**YOUR TASKS**
a) Reproduce the part of the commentary on men and fears of child abuse that opens with the words containing "This is one" and closes with "example of this.".
b) Answer these questions from the commentary on men and fears of child abuse:
(i) On which TV programme does the writer think the discussion about masculinity took place?
(ii) What reasons did the other man give for questioning whether men should have more time with children?
(iii) What backlash does the writer cite as an example?
c) Resume the commentary on men, fears of child abuse and the Left from its final sentence.

**EXTRACTED TEXT**
╭──

In short, the fear of child abuse by some men has been used to demonise men as a whole. I remember watching a discussion programme about masculinity on TV – I think it was The Big Questions – in which a men’s rights type-man was arguing that men should have more time with children. A white knight – I mean another man – questioned whether this was a good idea since men tend to be more violent and sexually abuse more children than women. While it’s possible that most child abusers are men, this is only a fraction of a percentage of men as a whole, to say nothing of female child abusers. Feminists nevertheless have taken advantage of society’s fears of male predators to cast doubt on any man who works, or who may be interested in working, with children.

This is one reason why I don’t believe some commentators on the right who claim that the Left, or at least the Left as a whole, want to normalise paedophilia – there are certainly extremists who may wish to do so, but the public would not tolerate such leniency if it meant that children were put in harm’s way. The backlash that has followed legislation over transgenderism is one example of this.

╰──

Entries taken from a collection
╭──

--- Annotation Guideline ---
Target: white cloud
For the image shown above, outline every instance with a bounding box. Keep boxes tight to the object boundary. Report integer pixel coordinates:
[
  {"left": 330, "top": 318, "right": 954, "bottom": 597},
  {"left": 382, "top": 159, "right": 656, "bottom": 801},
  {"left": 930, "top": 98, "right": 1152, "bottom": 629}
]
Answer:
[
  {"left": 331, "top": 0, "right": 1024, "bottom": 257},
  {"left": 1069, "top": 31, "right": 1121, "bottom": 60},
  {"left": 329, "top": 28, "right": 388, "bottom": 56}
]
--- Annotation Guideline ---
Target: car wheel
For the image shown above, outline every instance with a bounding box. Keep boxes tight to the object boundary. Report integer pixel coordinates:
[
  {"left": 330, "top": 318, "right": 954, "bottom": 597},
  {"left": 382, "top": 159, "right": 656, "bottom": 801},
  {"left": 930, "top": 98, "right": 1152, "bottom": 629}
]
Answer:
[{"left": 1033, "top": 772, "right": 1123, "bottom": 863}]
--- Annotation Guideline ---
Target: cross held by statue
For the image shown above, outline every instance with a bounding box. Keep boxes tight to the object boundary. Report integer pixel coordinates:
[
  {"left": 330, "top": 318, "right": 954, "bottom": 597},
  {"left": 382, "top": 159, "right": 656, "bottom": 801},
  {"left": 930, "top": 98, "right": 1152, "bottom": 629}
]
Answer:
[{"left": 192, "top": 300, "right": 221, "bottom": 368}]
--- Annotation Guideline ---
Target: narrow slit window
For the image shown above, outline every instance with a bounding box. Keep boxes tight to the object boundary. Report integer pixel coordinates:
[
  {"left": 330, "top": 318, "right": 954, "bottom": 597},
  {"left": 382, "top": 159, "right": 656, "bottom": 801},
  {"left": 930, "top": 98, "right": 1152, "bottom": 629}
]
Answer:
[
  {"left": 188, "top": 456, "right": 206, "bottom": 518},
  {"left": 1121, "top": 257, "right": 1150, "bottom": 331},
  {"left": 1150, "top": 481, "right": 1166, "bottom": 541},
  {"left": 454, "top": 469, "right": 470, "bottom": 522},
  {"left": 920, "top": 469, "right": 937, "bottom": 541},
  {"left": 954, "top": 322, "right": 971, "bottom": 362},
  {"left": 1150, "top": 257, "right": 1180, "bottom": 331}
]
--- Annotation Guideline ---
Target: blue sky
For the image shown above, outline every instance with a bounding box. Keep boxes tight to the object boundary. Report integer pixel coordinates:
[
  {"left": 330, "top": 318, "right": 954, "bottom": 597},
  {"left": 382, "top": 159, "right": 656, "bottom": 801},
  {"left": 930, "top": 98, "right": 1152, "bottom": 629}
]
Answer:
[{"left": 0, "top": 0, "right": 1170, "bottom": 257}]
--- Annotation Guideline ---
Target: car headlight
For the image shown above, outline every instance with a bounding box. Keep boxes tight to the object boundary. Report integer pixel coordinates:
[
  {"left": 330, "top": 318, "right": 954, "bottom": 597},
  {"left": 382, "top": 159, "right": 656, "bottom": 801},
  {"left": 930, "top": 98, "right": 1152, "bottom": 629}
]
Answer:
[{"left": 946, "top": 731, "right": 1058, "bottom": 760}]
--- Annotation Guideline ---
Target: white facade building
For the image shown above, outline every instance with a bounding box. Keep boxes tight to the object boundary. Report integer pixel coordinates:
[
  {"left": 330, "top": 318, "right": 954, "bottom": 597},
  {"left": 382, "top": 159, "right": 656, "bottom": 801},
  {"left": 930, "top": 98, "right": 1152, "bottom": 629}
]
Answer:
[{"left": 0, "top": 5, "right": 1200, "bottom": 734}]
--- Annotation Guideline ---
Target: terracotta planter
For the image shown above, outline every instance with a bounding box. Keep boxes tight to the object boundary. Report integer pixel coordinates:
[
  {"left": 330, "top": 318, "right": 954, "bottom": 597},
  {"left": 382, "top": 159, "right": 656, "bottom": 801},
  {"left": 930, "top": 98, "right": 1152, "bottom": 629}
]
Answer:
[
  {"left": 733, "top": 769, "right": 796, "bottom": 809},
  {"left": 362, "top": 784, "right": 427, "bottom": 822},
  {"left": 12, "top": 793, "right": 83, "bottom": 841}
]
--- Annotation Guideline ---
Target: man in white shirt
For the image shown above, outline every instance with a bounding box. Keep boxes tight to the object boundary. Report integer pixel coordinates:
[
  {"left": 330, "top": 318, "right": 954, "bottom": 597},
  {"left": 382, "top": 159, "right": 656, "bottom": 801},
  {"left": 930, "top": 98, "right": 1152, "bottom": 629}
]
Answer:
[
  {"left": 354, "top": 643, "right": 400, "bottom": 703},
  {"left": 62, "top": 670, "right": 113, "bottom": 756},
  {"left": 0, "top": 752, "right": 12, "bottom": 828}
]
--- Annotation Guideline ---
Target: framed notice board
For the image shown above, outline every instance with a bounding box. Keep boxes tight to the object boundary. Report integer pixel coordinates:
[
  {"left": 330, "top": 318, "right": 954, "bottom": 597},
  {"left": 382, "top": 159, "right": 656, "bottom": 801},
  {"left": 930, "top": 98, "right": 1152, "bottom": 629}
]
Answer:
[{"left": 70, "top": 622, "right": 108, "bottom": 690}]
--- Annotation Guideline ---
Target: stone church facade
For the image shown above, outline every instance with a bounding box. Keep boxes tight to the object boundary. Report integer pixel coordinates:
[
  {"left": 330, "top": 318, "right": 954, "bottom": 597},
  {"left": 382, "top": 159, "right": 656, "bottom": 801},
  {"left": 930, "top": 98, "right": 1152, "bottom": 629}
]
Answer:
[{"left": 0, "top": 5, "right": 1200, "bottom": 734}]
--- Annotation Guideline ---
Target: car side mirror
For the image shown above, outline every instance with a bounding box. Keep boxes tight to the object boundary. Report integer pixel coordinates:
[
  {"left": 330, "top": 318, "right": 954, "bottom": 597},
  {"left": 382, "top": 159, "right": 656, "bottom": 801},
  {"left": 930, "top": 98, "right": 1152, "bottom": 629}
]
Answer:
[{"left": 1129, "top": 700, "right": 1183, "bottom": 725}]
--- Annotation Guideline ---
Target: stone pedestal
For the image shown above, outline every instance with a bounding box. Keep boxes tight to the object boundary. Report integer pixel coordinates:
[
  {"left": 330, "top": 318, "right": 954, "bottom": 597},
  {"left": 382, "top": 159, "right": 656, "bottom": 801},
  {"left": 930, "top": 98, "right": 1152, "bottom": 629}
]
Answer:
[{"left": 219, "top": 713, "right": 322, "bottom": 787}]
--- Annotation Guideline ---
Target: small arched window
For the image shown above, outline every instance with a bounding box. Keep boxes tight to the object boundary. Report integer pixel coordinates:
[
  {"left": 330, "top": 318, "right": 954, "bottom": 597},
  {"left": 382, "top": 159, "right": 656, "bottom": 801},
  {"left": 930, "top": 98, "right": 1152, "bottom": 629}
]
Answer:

╰──

**SOLVED PROBLEMS**
a)
This is one reason why I don’t believe some commentators on the right who claim that the Left, or at least the Left as a whole, want to normalise paedophilia – there are certainly extremists who may wish to do so, but the public would not tolerate such leniency if it meant that children were put in harm’s way. The backlash that has followed legislation over transgenderism is one example of this.

b)
(i) The Big Questions
(ii) That men tend to be more violent and sexually abuse more children than women
(iii) The backlash that has followed legislation over transgenderism

c)
Like with transgenderism, I’m willing to admit I’m wrong if things get too far, but, for understandable reasons, paedophilia is a useful stick to beat your opponents over the head with. It’s not a surprise that the Catholic Church, not exactly a traditionally Left-leaning organisation, has been attacked because there has been cases of a small number of Catholic priests molesting children. While I’ve heard that most of the victims of abuse at the hands of priests were older boys and adolescents – suggesting the issue was more about homosexuality than paedophilia – even if this is true, it will not wash with critics who might claim that this is an attempt to dismiss the scandal. Of course, the Catholic Church is by no means the only organisation to have been tainted with sexual abuse accusations, which, in the age of #MeToo, have been levelled at many organisations and institutions.

On the other hand, we shouldn’t be naïve in thinking that child abuse doesn’t happen in powerful circles where certain people have the influence and resources to get away with their behaviour. The individuals described in Perry’s article are one example of that. Similarly, there is definitely questionable subject matter being taught to children by certain ideological teachers which does need to be investigated.

All that being said, I would be more sympathetic to Louise Perry here if she had pointed out that fear of paedophilia can be an effective political tool used by many different movements (e.g. feminism) even if genuine concerns of abuse are sometimes dismissed as hysteria.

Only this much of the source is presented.